# [THE EXERCISE]
Answer these questions about the text on the Uluru Statement, one per line:
1. On what date did Malcolm Turnbull reject the Uluru Statement?
2. Which government created ATSIC, and in what year?
3. Up until what decade did leading historians still speak of Australia's uniquely peaceful history?

# [READING TEXT]
----------
Truth and Treaties: the ongoing legacy of the Uluru statement

Mar 17, 2021
Credit - Unsplash

The 27th of October 2017 was the most shameful day in Malcolm Turnbull’s tenure as Australia’s Prime Minister. It was the moment when he peremptorily rejected the Uluru Statement which had been addressed to the people of Australia five months earlier. He declared that the projected voice to parliament would not be ‘either desirable or capable of winning acceptance in a referendum.’ It was a stinging collective insult to the first nations’ leaders who had come from ‘all parts of the southern sky ’to draft the document.

But the abiding importance of the Statement was not in that moment diminished. It continues to overshadow many aspects of national life. Formal discussions about the voice to parliament continue in Canberra. What may not be so widely appreciated are two further aspects of the Statement—the need for a formal process of truth telling and a resolution of the competing ideas about sovereignty. These may have much wider long term significance than the voice to parliament which was foreshadowed by ATSIC created by the Hawke government in 1990 and abolished by John Howard in 2005.

Australia has a complex history when it comes to truth telling. The brutal reality of colonisation was openly discussed in the C19th. But a strange thing happened during the first half of the C20th. The Aborigines were progressively written out of Australian history. Much of the violence disappeared with them. There was no place for them in a national story of heroic exploration and pioneering. The focus was on an epic struggle with the land not a tragic one for the land. Up until the 1960’s leading historians still talked of Australia’s uniquely peaceful history.
----------
# [SOURCE MATERIAL]
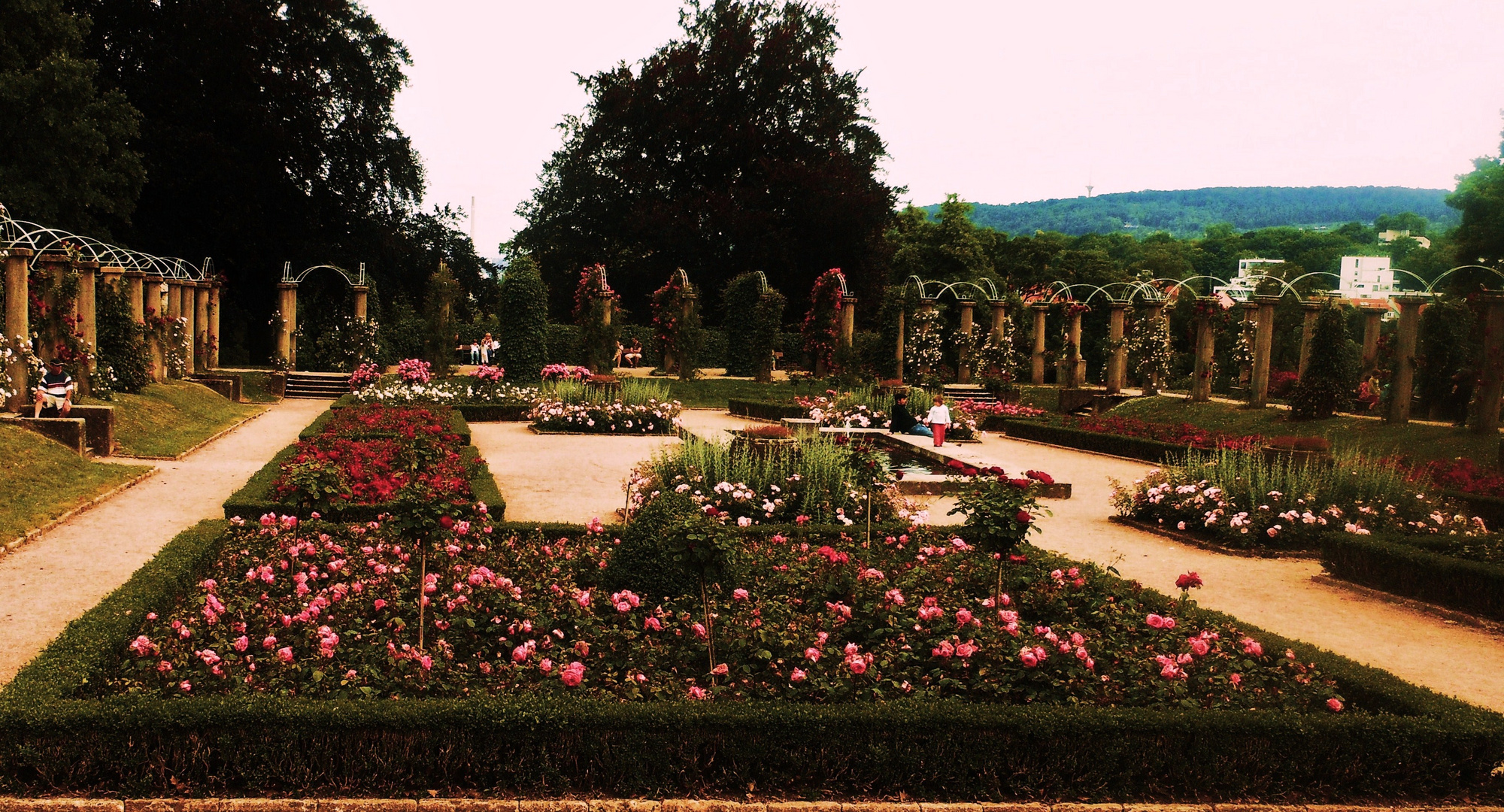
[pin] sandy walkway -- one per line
----------
# [EXERCISE RESPONSE]
1. The 27th of October 2017.
2. The Hawke government, in 1990.
3. The 1960s.